#### [Requirement]
Reproduce each line exactly.
________________________
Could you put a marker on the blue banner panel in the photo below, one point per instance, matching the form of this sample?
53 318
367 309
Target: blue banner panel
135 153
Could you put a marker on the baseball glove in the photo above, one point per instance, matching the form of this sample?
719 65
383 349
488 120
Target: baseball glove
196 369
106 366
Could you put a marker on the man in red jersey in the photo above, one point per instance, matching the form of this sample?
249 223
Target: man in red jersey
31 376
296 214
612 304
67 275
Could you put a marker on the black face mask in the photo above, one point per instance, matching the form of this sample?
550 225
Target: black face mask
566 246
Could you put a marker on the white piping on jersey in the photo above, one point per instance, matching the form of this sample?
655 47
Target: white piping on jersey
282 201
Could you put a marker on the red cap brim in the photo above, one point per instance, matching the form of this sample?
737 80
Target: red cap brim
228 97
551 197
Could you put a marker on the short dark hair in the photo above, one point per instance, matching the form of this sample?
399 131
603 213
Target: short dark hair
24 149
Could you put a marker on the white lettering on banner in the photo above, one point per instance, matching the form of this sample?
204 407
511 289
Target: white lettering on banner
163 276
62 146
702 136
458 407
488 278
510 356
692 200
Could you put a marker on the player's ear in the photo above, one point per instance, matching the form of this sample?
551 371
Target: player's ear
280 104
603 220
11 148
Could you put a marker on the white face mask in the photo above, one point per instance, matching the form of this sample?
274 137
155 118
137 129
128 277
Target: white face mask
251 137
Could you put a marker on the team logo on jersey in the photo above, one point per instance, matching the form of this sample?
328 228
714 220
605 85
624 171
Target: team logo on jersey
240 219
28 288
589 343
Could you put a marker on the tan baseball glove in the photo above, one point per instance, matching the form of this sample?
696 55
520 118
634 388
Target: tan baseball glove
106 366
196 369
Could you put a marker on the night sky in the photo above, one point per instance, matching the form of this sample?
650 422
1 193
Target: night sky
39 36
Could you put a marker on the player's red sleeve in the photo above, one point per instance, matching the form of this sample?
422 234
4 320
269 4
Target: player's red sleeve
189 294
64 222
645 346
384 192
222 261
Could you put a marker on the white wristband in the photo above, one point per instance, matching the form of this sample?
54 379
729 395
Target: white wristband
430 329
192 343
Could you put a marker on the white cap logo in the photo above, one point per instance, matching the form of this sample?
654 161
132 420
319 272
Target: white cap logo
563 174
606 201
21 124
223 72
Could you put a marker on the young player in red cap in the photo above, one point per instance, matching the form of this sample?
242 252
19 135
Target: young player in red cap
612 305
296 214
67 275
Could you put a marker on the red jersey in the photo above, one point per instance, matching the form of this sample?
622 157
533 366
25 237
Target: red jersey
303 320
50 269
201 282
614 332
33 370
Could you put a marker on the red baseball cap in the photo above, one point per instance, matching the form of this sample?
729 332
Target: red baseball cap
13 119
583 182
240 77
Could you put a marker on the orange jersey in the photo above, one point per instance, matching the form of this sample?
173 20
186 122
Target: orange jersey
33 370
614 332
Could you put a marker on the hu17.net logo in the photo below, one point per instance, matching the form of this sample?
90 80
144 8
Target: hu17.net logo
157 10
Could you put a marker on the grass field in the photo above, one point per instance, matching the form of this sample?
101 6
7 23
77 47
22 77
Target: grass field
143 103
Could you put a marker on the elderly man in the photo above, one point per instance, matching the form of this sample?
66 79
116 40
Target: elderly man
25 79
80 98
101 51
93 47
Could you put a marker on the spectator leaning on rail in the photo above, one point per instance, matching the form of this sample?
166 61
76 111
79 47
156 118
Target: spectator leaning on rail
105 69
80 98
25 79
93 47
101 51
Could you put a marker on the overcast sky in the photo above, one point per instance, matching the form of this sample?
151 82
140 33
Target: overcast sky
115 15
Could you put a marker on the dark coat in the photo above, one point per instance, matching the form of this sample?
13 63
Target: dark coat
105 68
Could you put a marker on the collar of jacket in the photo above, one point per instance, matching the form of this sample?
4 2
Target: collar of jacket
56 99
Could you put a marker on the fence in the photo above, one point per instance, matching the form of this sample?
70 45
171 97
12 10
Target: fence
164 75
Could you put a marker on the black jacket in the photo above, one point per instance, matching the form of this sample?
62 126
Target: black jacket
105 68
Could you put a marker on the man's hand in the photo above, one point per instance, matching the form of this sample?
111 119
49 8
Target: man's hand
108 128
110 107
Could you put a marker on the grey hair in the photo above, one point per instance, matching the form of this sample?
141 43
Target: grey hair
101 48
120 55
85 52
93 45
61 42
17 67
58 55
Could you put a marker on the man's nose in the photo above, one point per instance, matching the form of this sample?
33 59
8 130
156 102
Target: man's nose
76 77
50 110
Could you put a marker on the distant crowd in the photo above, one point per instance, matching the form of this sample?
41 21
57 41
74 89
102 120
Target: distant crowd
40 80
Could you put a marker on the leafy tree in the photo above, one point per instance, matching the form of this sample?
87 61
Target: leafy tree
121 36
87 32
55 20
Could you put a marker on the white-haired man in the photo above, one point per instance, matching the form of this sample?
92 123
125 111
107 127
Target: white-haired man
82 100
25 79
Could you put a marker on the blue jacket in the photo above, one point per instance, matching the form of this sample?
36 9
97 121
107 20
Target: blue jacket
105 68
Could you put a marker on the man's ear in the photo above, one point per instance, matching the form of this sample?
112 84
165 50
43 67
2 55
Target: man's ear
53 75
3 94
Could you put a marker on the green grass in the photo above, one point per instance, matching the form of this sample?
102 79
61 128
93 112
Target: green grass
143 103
________________________
#### [Final answer]
Could you put a marker on the blue banner panel in the photo below, one point per instance, matching the form of this sample?
53 318
367 309
Target: blue banner panel
135 153
Could you put a marker on the baseball glove in the photo above, one point per instance, matching the form of this sample?
719 65
383 349
488 120
Target: baseball glove
196 369
106 366
Could you put a marker on the man in red jersey in the photo above, one point per instance, matching the form of this sample?
249 223
Target: man in red jersey
31 376
296 214
612 304
67 275
Could you put a marker on the black face mask in the photo above, one point per instance, matching the form of this sample?
550 225
Target: black face mask
566 246
Could you put a marker on the white piping on jersey in the photo above, one point per instance, matching the form of this sample?
655 47
Target: white piping on jersey
282 201
Could you put a marker on the red cap brim in the photo above, one point per instance, matching the form of this sample?
737 80
Target: red cap brim
228 97
551 197
Could you put a marker on the short dark hair in the photo above, one point per instance, matching the form of this sample?
399 131
603 213
Target: short dark hair
24 149
Could you put a marker on the white lettering on banner in the photo above, one point per instance, matching the form of this sample?
204 407
511 289
Target: white lettering on banner
163 276
62 146
702 136
458 407
488 278
510 356
692 200
Could you put a marker on the player's ear in the photo above, one point per instance, matching the form of this sample?
551 371
Target: player's ear
280 104
603 220
11 148
Could you put a marker on the white face mask in the photo above, one point per instance, matching the form of this sample?
274 137
155 118
137 129
128 277
Target: white face mask
251 137
Could you put a marker on the team logo on jersey in the photo above, one point per instance, matching the form of this sample?
328 228
714 220
605 85
624 171
Target: team logo on jersey
240 219
28 288
589 343
Could you put a marker on the tan baseball glove in the photo above, one point per instance, matching the form of this sample?
696 55
520 118
634 388
Target: tan baseball glove
106 366
196 369
Could you put a marker on the night sky in the photo above, one point per instance, matching the form of this sample?
650 422
1 193
Target: night sky
39 36
Could you put a marker on the player's red sleeve in the photo above, one point per instance, matching the form of this sample?
422 234
4 320
269 4
Target: player's red sleeve
189 294
64 222
645 346
384 192
222 261
Could you put a marker on the white wristband in the photo above, one point per instance, matching the form of this sample?
54 379
729 395
Target: white wristband
430 329
192 343
Could you put a marker on the white cap logo in the photo above, one point per instance, matching the form of this sample?
654 161
132 420
319 272
Target: white cap logo
563 174
606 201
21 124
223 72
Could you put a marker on the young player in red cap in the photo above, one point per instance, matching the form of this sample?
242 252
19 135
Target: young player in red cap
612 305
296 214
67 275
Could you put a marker on the red jersey in the photo above, one point per instance, matching the form of this sample?
622 157
533 366
25 237
Target: red jersey
303 320
50 269
201 282
614 332
33 370
Could you put a marker on the red baseball cap in the photo above, one point per instance, matching the form of this sample?
729 332
Target: red baseball cap
13 119
583 182
240 77
Could you put a marker on the orange jersey in the photo above, one point per instance, matching the form of this sample?
173 20
186 122
Target: orange jersey
33 370
614 332
Could you put a marker on the hu17.net logo in the photo below, one point per instance, matching the form of this sample?
90 80
144 8
Target: hu17.net logo
157 10
Could you put a marker on the grass field in the photo above, one point per instance, matching the form of this sample?
101 6
7 23
77 47
22 77
Target: grass field
143 103
Could you put a marker on the elderly man in the photo above, one point per instance, matching the form of this sample?
66 79
116 40
Target: elderly man
25 79
80 98
101 51
93 47
Could you put a marker on the spectator leaning on rail in the photo above, one point per instance, matching the form of this sample?
166 61
76 111
79 47
156 118
Target: spectator leaning on rail
105 69
80 98
25 79
93 47
101 51
Could you put a marker on the overcast sky in the photo above, one point per instance, matching the form of this sample?
151 82
140 33
Target: overcast sky
115 15
Could you put a marker on the dark coat in the photo above, one point per instance, matching the form of this sample?
13 63
Target: dark coat
105 68
Could you put a marker on the collar of jacket in the photo above, one point per instance, matching the form of this sample?
4 2
Target: collar of jacket
56 99
Could you put a marker on the fence in the photo above, one point per instance, matching the form of this sample?
70 45
171 97
12 10
Target: fence
164 75
Could you put a marker on the black jacket in the photo above, one point per instance, matching the form of this sample?
62 126
Target: black jacket
105 68
Could you put a marker on the man's hand in the photo above, one point per instance, matching the form of this sample?
111 119
49 8
Target: man's hand
108 128
110 107
Could you put a marker on the grey hair in the photo above, one point per instance, matching the form of this sample?
141 43
Target: grey hair
101 48
120 55
85 52
93 45
61 42
17 67
58 55
Could you put a marker on the man's nose in the photo above, one point per instance, matching the form of this sample?
33 59
8 130
156 102
Target: man's nose
76 77
50 110
Could you put a marker on the distant crowd in the photo above, one point per instance, matching the form of this sample?
41 21
57 41
74 89
102 120
Target: distant crowd
40 80
Could you put a marker on the leafy tree in the photo above, one point per instance, matching the form of this sample?
87 61
Target: leafy tree
121 36
87 32
55 20
Could you put a marker on the white-haired man in the photo above, one point per instance, matching the form of this sample?
92 123
125 111
107 127
Target: white-haired man
82 100
25 79
Could you put a marker on the blue jacket in the photo above, one point per instance, matching the form of this sample?
36 9
97 121
107 20
Target: blue jacket
105 68
Could you put a marker on the man's ear in the photo above, one point per instance, matching the form of this sample?
112 84
165 50
43 67
2 55
Target: man's ear
53 75
3 94
Could you put a marker on the green grass in the photo above, one point per instance, matching the form of this sample?
102 79
61 128
93 112
Target: green grass
143 103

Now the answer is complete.